If things go very badly, the neighborhood will lose power. In which case, my parking the car close to the end of the driveway changes from a “too lazy to shovel the whole thing in case the snow-removal guy never shows” move to part of an escape plan. And yes, I mean “escape plan.” If there’s an extended outage, the ability to get the hell out of Dodge will become an important thing. I’m well equipped to hunker down in an unheated house for a night or two but after that, I’ll bunk in with friends whose living rooms are well above freezing. In a situation like that one, I’ll want to be able to get my car freed and on the road after something less than six hours of shoveling, you see.

No worries, though…this is just good planning. By stacking a night’s worth of heating fuel by the wood stove, and another couple of night’s supply by the front door where I can easily get at it, I’ve reduced a long list of variables to an easily-managed list. I can now enjoy a winter-weather lockdown.

##############################

Exercises =
a) Please copy the winter-storm passage from "No worries, though…this" through "a winter-weather lockdown.", switching "wood stove" to "fireplace".
b) Pick up the winter-storm passage after its last sentence and keep writing it.
The rows below this note aren't needed.

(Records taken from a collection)
##############################

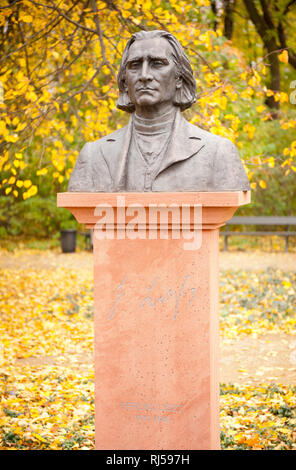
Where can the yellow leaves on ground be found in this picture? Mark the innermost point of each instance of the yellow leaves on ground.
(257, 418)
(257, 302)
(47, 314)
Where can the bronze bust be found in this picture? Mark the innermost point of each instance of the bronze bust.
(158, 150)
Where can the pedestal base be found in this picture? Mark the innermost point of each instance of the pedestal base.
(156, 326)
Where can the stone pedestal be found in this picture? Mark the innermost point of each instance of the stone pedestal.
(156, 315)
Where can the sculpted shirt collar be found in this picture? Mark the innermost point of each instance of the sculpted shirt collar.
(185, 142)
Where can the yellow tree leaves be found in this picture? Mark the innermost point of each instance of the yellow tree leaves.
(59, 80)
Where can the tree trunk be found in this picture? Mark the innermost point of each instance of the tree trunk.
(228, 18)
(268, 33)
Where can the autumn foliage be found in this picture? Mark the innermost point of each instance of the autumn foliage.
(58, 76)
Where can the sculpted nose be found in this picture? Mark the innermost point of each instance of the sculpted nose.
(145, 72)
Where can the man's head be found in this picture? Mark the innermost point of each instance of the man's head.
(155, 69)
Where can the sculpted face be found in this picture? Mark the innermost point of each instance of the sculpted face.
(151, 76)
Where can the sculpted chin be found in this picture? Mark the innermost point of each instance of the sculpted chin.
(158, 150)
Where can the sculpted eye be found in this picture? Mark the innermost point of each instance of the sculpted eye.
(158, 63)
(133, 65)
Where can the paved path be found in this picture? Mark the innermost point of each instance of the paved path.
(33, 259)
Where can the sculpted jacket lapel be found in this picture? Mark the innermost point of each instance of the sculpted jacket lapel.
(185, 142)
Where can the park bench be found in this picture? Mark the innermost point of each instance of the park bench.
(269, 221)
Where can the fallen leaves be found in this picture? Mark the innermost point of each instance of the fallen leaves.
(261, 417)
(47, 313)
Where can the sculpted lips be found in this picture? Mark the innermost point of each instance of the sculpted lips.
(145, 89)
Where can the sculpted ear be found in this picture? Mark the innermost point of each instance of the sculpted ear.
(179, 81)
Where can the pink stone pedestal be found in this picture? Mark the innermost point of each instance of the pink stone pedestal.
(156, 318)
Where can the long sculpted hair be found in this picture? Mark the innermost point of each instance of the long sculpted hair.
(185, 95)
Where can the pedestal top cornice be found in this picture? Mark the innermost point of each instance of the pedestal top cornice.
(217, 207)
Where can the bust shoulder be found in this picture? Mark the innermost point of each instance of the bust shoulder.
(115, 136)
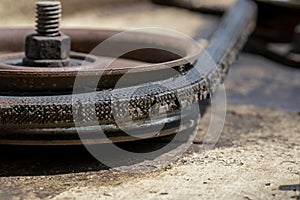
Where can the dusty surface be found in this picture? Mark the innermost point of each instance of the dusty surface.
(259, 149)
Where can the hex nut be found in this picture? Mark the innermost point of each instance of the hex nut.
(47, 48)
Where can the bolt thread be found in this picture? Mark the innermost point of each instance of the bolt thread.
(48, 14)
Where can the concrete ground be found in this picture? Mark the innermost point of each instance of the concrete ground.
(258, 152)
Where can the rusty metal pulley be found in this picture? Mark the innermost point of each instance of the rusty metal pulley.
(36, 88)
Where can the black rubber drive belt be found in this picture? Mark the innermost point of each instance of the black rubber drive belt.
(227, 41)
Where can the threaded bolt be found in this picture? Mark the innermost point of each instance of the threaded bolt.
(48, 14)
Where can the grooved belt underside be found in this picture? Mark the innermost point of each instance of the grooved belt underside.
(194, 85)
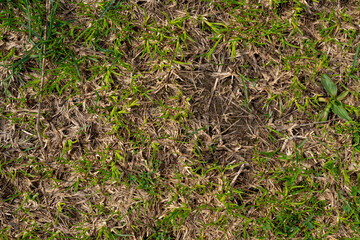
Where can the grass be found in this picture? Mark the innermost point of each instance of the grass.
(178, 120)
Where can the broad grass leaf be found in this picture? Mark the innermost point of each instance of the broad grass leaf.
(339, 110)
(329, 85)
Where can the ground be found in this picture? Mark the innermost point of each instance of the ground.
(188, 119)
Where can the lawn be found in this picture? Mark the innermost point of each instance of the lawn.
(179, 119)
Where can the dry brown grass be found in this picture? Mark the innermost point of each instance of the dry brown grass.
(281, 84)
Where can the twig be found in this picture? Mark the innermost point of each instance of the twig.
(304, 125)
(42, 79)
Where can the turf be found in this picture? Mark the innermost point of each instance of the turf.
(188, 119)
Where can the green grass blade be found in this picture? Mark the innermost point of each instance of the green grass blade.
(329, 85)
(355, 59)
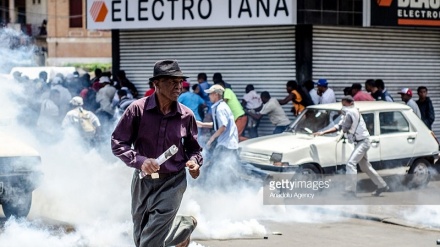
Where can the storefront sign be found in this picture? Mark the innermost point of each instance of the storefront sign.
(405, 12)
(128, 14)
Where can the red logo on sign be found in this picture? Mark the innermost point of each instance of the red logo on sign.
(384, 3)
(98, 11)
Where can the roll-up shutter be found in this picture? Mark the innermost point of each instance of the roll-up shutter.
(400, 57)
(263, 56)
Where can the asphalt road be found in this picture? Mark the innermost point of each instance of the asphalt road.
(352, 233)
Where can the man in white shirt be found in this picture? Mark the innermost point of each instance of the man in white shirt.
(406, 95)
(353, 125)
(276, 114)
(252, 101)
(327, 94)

##############################

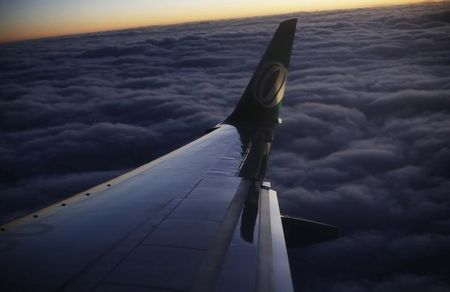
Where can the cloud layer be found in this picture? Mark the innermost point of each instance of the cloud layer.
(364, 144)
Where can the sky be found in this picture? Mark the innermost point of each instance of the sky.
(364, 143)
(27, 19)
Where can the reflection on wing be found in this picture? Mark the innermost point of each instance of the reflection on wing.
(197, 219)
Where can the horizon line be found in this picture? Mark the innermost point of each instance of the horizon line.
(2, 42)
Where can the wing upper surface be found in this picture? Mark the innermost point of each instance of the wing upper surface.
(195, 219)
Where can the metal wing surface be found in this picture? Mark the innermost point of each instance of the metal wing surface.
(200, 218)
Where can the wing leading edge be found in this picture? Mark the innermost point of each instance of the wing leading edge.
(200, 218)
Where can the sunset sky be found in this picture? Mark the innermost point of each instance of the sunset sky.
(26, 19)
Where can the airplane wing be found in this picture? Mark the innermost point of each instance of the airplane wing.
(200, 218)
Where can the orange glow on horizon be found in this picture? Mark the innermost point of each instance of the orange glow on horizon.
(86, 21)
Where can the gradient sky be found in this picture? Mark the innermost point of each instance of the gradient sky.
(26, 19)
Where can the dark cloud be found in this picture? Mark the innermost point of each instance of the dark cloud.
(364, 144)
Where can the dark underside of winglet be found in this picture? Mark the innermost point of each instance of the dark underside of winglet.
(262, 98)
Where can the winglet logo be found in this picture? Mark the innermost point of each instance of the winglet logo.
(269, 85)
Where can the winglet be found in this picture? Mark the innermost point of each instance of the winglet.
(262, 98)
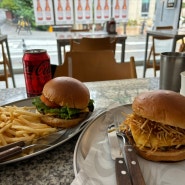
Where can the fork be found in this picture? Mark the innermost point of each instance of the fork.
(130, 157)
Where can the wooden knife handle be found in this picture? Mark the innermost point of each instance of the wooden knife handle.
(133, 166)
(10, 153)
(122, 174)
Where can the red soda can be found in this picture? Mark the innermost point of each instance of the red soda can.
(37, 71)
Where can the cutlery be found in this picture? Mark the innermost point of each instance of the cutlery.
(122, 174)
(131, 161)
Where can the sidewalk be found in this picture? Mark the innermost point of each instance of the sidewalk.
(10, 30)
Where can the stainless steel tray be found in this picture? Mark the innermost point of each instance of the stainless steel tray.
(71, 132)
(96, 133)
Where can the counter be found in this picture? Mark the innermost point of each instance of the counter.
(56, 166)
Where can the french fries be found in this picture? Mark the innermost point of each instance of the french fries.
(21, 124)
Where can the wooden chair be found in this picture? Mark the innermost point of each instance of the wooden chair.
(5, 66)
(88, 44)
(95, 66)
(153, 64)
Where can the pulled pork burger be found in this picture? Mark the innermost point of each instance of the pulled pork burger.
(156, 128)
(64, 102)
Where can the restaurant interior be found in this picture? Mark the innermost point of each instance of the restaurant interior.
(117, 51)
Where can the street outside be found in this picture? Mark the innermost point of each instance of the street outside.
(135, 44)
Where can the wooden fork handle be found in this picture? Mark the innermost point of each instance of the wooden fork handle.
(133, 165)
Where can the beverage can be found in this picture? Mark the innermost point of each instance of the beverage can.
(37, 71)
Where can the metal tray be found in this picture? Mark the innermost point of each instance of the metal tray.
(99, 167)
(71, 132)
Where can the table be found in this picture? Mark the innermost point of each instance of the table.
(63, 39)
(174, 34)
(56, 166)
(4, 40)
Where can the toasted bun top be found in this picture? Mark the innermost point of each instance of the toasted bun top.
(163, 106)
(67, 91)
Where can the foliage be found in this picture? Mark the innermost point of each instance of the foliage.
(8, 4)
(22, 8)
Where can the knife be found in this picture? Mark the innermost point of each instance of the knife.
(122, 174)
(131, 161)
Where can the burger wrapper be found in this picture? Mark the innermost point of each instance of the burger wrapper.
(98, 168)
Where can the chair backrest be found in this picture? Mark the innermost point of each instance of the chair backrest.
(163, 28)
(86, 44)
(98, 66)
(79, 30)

##############################

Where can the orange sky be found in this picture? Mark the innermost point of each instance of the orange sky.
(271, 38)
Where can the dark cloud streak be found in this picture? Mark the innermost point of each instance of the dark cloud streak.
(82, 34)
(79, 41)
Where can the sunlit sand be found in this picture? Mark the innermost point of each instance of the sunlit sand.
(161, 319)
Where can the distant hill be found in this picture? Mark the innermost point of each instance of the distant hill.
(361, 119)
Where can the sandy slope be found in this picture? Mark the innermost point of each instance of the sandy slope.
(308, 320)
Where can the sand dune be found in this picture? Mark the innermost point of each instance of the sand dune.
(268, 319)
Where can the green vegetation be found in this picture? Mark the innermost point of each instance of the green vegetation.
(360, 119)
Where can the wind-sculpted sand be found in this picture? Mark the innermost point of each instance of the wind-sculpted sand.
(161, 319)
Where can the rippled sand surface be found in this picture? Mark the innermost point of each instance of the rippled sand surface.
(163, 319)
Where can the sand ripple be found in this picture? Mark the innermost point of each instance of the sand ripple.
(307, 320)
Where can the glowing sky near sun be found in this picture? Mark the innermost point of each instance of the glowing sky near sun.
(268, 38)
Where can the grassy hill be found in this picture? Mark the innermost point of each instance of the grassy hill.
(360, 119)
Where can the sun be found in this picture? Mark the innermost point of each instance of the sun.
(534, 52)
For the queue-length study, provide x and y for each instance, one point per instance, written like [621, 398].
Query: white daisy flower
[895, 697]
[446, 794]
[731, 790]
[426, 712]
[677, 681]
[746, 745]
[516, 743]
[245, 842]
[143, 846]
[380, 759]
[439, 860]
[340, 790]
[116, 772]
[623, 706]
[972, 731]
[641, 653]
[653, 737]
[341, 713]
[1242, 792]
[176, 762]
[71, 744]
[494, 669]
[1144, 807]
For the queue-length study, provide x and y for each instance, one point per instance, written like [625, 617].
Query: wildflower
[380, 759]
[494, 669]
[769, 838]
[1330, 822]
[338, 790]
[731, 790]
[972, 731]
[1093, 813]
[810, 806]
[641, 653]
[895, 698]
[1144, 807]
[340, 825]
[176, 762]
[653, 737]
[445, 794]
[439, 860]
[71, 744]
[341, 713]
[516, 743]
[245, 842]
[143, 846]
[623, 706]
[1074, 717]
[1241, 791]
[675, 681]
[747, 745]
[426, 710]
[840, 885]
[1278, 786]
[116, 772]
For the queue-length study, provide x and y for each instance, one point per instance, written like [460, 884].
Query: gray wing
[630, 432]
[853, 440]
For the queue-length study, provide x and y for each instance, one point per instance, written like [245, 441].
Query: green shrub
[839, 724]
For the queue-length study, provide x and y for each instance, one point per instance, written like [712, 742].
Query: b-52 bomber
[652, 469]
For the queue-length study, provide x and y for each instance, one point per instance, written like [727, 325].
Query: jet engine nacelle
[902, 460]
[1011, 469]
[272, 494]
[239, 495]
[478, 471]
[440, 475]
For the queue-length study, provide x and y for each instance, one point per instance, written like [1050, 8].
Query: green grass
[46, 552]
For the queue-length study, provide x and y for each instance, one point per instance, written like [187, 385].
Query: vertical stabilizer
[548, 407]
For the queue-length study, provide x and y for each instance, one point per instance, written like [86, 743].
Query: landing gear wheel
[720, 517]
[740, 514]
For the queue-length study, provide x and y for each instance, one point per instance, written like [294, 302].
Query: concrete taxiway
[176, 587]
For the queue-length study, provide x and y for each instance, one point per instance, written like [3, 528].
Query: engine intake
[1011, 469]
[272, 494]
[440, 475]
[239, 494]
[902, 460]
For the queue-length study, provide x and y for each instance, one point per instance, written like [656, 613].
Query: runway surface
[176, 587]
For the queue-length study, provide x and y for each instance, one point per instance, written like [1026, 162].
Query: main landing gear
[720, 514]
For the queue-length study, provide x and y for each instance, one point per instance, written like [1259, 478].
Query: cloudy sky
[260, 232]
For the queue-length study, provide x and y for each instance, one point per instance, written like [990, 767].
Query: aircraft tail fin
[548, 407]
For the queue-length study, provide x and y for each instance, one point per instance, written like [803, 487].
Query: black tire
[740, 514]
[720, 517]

##############################

Task results =
a)
No worries, though…this is just good planning. By stacking a night’s worth of heating fuel by the fireplace, and another couple of night’s supply by the front door where I can easily get at it, I’ve reduced a long list of variables to an easily-managed list. I can now enjoy a winter-weather lockdown.

b)
If you’re well-prepared for these things, the experience is a lot like camping. I assume we all agree that the signature feature of camping is “enjoying nature while being annoyed by your temporary living situation?” Good. There you go. You get Nature in the form of gorgeous flocks of snow all around, and Annoyance is represented by the fact that you can’t leave the house and nobody’s willing to deliver a pizza.

The pluses: you get to sleep in a real bed and you’re surrounded by all of your stuff. Even if you lost your electricity, well, you wouldn’t have had that in the tent, either, right? At least here, you’re cold in a real bed. And you won’t have to carry all of this stuff back to the car when you’ve finally had enough.

I’ve been prepping for the blizzard all weekend. I think I’ve completely run out of batteries to charge. After topping up my phones, my tablets, all of the USB battery chargers in the house, and a couple of batteries for the camera — critters come out in force after a big snowstorm — I started charging up a few Bluetooth speakers. I honestly don’t know why I wouldn’t prefer to listen to music through headphones, but how much work is involved to plug this thing into the wall? It’s actually more work to think the decision through than to just shrug and go ahead.

Besides, I might be glad I did. After two days without electricity, I might need to turn the kitchen into a roller disco just to maintain my sanity.

(Crap. I don’t own roller skates. Well, wool socks on my feet and Lemon Pledge on the floor will do just as well. “The old Dunkirk spirit” and all that.)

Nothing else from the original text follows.